--- START OF Data to process ---

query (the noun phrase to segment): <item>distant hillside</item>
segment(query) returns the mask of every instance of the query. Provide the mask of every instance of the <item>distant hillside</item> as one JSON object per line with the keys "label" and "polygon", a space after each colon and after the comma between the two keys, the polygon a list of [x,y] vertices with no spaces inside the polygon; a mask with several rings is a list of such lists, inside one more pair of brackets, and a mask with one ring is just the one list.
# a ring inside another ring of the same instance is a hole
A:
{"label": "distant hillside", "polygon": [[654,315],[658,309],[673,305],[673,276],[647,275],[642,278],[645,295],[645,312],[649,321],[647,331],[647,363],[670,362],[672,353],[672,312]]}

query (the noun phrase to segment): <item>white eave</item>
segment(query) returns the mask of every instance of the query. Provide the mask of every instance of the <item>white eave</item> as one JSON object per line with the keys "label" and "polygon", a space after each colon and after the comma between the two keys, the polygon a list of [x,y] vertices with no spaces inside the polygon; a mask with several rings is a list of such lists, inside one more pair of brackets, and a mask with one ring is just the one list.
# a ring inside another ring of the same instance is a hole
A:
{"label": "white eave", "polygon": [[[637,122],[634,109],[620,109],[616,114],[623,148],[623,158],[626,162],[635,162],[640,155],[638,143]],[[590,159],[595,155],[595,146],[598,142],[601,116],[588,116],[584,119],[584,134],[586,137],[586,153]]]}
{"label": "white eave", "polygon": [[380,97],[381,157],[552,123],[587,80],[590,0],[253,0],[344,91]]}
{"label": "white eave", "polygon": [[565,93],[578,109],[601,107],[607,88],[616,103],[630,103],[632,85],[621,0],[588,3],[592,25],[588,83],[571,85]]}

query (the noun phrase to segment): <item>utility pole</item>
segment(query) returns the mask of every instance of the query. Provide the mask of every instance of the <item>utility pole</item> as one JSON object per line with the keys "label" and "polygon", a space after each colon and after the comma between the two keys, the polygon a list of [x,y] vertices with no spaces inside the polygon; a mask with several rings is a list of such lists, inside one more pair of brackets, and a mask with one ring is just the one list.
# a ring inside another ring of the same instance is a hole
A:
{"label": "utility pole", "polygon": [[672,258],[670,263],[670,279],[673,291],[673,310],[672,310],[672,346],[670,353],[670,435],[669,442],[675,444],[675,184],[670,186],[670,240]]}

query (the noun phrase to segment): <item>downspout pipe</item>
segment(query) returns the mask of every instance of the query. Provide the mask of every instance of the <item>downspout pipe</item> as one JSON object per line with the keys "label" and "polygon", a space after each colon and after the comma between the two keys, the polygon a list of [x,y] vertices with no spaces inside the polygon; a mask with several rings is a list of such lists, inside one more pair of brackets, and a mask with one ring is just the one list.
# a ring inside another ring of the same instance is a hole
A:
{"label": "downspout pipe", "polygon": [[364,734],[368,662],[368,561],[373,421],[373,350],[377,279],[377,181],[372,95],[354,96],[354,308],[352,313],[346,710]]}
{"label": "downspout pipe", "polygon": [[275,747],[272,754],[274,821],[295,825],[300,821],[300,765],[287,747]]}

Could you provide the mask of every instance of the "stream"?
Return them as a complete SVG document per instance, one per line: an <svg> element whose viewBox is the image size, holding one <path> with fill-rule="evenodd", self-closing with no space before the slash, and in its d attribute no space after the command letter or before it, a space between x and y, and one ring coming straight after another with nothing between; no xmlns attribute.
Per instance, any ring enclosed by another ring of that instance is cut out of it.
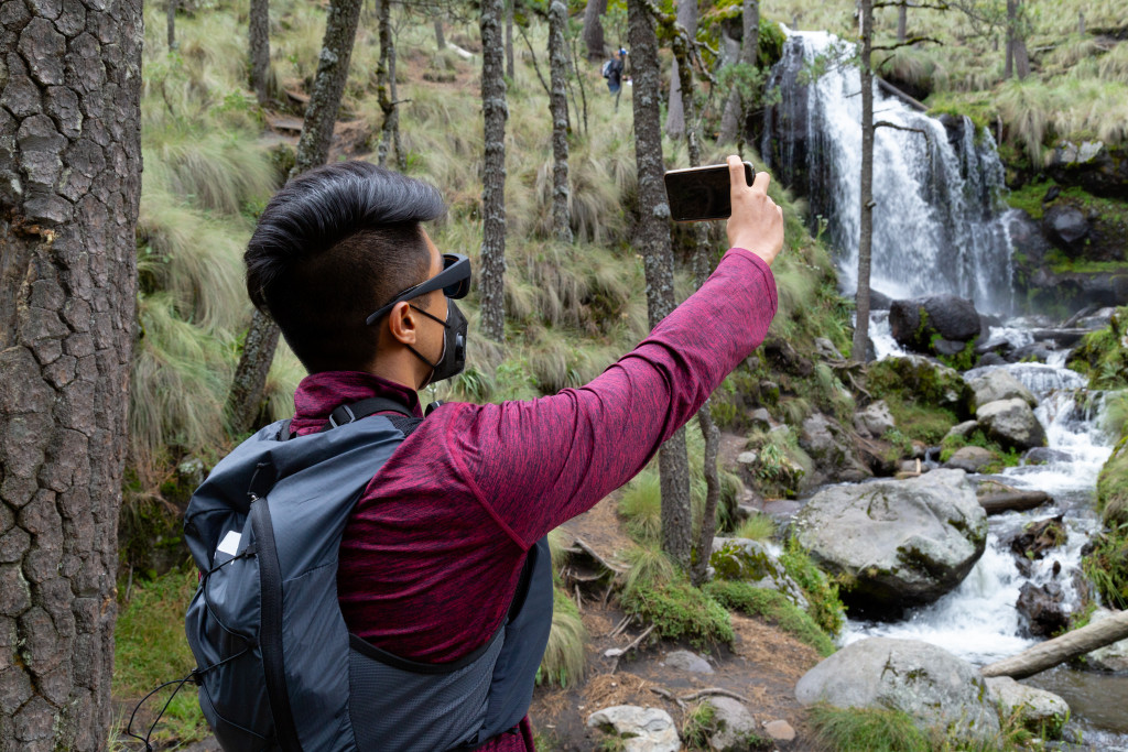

--- END OF Data to process ---

Task to complete: Can you write out, word for word, the listing from the line with "Could you provide" up to and including the line with "Return them as"?

Response:
Could you provide the mask of every instance of the "stream"?
Return them as a complete SVG document per instance, one per line: an <svg> element whose viewBox is the image size, holding one <path> with fill-rule="evenodd", self-closing with no space before the slash, and in its d attribute no space after the command letter or before it, a space between x and y, and one ring coming straight after another with nothing between; no xmlns attribute.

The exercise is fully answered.